## Stored records
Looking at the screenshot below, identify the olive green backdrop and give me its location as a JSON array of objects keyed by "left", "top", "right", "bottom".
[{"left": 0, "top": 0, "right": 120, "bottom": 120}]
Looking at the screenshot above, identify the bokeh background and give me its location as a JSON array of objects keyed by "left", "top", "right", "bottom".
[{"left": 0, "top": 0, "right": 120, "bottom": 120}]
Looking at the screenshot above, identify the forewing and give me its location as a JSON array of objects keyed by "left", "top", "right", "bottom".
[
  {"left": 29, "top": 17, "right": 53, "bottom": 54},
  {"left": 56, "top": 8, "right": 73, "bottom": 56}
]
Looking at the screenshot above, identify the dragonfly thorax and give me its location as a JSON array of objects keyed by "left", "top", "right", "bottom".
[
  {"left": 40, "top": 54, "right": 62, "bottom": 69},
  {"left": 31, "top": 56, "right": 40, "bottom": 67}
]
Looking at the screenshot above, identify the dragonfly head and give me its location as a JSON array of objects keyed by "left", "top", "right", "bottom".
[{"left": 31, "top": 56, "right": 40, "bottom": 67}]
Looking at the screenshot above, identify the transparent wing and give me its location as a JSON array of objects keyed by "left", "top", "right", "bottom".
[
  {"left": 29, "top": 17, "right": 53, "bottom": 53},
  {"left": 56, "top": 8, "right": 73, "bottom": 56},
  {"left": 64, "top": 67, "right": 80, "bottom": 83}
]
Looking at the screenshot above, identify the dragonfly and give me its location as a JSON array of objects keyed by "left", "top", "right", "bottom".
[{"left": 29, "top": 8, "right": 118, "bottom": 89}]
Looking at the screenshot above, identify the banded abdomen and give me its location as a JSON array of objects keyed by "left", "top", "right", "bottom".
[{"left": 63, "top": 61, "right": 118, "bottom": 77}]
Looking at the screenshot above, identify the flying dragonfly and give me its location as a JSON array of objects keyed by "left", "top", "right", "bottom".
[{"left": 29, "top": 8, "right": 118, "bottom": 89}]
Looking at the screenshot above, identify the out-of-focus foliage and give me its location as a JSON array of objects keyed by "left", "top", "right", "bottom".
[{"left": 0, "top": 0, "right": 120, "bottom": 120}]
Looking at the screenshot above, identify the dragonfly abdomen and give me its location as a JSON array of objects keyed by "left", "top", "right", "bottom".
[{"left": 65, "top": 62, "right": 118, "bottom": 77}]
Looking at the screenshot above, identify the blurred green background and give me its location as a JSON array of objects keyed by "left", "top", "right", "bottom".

## Direction
How many lines in the entries above contain the word "green"? Reply with the number alone.

## Solution to this problem
2